▶ _Directions_:
Return all of the entries below exactly as they are given.

Saved entries
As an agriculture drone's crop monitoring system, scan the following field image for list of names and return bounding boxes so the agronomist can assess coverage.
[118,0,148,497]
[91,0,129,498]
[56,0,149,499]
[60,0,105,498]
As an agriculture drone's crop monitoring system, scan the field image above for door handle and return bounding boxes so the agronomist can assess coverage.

▶ _Finished task_:
As an agriculture drone's crop monitoring system, scan the following field image for list of names and return bounding boxes so the agronomist can assess coverage.
[118,0,148,497]
[91,0,129,498]
[56,0,149,499]
[60,0,105,498]
As an agriculture drone's crop monitoring system, scan the field image above for door handle and return bounding boxes so the agronomist can assess coverage.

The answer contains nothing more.